= Excerpts from a location annotation dataset =
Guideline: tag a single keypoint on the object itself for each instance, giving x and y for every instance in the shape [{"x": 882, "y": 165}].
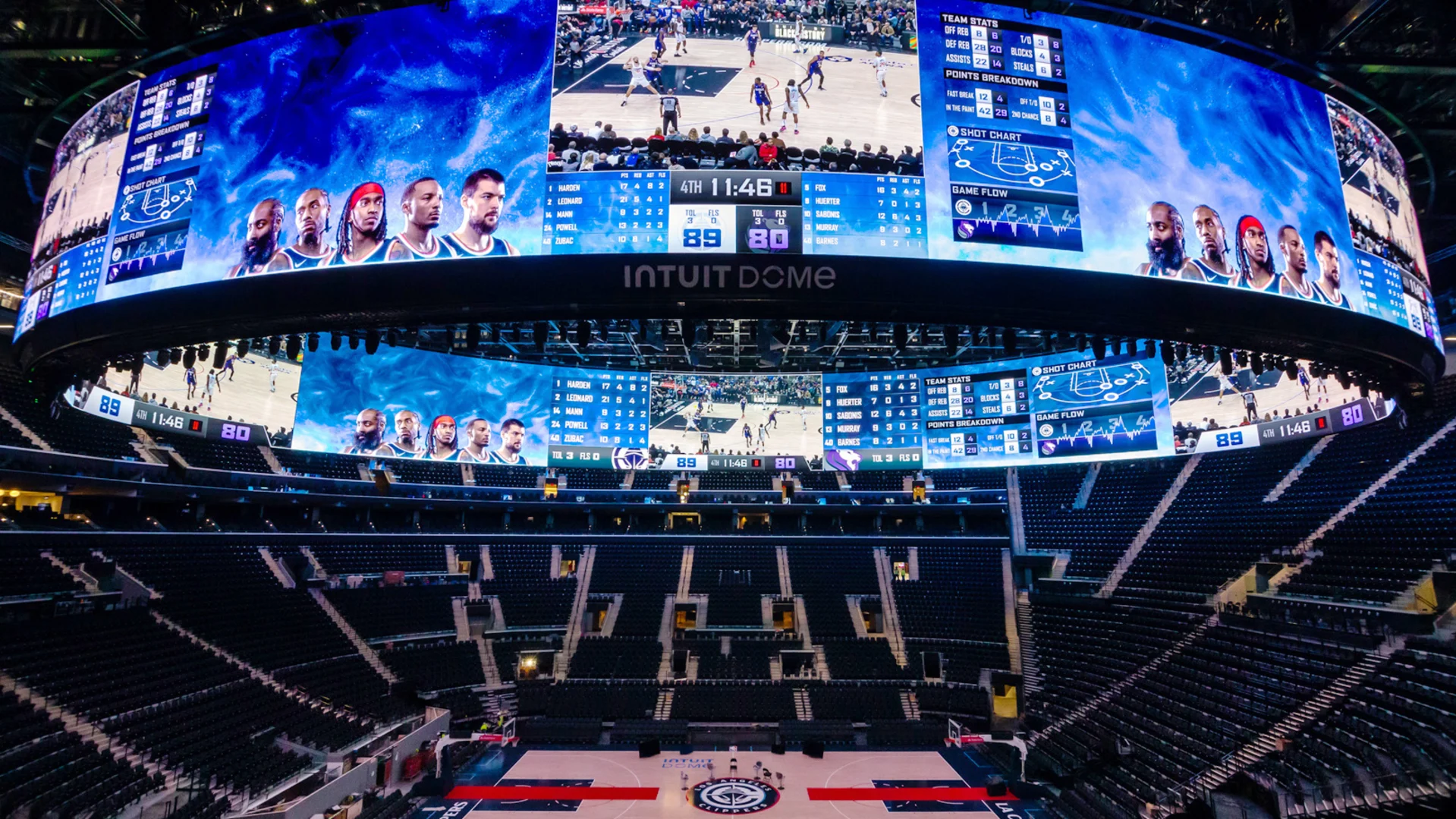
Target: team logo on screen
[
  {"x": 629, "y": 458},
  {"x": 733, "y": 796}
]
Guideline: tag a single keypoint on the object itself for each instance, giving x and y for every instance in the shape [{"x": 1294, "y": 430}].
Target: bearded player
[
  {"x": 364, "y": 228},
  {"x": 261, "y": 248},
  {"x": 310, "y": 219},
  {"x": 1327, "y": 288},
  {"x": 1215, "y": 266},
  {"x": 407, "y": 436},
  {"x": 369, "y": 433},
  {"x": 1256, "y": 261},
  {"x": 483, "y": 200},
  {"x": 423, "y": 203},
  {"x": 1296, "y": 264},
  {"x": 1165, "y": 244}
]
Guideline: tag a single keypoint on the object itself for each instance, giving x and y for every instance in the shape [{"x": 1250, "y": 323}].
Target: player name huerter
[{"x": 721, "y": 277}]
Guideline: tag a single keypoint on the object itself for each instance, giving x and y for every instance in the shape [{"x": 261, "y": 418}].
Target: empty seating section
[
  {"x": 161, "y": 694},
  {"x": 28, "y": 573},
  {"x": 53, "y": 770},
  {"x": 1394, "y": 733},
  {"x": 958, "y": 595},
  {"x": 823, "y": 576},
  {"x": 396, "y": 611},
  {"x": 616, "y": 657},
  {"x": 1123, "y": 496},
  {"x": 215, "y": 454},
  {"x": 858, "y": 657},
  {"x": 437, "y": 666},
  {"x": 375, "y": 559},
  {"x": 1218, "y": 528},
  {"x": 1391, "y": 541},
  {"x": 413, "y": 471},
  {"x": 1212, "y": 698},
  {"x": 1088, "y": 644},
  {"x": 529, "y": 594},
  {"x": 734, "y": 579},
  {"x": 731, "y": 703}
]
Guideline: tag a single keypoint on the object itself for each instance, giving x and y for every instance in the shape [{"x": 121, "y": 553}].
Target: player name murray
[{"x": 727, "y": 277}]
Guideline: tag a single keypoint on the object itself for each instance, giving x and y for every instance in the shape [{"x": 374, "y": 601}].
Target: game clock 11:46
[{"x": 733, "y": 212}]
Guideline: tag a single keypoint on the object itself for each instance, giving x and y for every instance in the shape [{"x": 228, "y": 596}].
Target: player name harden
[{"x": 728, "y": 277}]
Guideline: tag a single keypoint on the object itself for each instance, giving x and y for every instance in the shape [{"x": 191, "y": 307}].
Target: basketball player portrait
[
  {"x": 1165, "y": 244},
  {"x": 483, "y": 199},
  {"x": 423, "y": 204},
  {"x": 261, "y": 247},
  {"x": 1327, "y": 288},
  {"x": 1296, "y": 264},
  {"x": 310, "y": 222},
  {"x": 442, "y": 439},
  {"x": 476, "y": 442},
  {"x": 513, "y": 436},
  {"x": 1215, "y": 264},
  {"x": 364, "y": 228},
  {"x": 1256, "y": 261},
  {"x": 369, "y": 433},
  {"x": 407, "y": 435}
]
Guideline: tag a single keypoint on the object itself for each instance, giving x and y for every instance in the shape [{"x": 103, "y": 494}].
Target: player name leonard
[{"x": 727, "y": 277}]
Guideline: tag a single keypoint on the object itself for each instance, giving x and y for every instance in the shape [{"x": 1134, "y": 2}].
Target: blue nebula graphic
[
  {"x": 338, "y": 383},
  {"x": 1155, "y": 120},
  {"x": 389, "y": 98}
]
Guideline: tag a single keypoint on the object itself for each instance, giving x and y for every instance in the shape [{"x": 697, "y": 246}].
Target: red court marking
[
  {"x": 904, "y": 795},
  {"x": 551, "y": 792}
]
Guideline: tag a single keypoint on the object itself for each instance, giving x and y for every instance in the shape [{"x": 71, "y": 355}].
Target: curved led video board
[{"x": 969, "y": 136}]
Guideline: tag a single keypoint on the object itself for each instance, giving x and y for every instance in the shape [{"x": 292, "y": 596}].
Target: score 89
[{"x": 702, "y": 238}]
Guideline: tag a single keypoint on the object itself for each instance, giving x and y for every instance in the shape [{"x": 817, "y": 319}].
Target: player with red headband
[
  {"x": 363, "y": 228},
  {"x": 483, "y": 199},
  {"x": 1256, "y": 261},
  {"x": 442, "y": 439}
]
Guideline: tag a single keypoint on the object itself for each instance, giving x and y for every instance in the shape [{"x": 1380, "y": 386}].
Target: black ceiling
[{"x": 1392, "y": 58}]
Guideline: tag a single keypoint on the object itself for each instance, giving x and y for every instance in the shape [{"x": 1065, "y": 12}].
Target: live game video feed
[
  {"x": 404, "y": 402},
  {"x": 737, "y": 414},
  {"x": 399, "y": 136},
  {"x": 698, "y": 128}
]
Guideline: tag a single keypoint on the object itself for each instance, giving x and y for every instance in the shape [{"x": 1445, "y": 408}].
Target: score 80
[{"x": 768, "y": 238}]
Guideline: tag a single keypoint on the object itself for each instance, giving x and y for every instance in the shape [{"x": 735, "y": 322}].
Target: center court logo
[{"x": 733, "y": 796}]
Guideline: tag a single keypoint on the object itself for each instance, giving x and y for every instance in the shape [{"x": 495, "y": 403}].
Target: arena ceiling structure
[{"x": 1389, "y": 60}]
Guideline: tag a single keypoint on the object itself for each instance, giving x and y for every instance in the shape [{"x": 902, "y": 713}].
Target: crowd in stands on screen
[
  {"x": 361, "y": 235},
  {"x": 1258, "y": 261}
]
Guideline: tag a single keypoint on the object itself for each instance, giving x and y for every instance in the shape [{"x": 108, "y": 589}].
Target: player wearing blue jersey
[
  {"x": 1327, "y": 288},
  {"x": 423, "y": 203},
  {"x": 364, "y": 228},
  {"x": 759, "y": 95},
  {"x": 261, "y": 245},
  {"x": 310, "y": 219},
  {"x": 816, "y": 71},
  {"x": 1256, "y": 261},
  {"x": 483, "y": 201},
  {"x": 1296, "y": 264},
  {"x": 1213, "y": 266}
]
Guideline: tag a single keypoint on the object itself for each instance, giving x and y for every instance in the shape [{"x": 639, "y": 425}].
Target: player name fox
==
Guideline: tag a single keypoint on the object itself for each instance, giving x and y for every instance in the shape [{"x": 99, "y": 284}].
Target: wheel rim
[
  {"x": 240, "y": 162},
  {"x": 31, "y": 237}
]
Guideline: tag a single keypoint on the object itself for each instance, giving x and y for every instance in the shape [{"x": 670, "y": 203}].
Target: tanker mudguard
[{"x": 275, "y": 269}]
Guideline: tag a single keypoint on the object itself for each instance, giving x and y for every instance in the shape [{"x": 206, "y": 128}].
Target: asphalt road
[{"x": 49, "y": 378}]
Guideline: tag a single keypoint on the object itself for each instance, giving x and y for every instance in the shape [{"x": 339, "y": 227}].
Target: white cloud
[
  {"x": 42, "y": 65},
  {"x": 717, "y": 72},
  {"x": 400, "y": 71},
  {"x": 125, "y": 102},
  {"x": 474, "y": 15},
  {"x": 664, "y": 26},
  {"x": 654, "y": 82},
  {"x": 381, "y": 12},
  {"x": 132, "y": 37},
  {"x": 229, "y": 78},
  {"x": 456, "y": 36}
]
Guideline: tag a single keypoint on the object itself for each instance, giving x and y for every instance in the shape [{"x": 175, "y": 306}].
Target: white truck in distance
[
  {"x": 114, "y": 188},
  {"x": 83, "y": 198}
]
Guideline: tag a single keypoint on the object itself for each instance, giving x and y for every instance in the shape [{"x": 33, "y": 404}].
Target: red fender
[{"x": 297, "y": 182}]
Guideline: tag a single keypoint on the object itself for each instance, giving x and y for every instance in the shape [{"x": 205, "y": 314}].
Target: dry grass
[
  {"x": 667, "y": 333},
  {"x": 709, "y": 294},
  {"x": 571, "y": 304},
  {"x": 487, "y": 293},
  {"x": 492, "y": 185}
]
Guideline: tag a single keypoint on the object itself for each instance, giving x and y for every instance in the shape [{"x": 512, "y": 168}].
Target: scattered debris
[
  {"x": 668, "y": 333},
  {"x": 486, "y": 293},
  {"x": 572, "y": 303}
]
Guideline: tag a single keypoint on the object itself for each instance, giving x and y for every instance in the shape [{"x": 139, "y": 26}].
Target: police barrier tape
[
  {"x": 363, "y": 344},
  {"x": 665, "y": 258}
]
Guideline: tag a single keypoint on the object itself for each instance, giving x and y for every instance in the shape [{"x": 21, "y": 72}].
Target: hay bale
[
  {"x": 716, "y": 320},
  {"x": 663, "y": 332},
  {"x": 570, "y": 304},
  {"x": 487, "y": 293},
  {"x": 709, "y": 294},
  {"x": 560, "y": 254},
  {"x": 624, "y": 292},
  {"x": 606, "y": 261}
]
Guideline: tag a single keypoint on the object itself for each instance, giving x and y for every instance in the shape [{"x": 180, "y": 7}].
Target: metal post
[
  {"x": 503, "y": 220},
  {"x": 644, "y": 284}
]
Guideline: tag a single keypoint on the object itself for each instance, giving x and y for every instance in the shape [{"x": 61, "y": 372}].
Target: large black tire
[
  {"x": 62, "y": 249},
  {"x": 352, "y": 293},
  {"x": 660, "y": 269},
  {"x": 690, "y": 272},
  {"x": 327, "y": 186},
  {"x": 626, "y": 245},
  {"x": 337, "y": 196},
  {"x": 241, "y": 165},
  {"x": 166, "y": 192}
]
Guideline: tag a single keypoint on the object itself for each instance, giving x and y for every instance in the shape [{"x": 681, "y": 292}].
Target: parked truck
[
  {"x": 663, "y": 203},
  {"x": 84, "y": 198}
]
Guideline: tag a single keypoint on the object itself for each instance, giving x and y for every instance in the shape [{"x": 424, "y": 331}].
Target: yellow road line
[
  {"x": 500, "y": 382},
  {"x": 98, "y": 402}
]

= DIRECTIONS =
State how many lines in the listing above contain the word "video", treating uppercase and lowercase as different. Give only the number.

= FULL SOLUTION =
2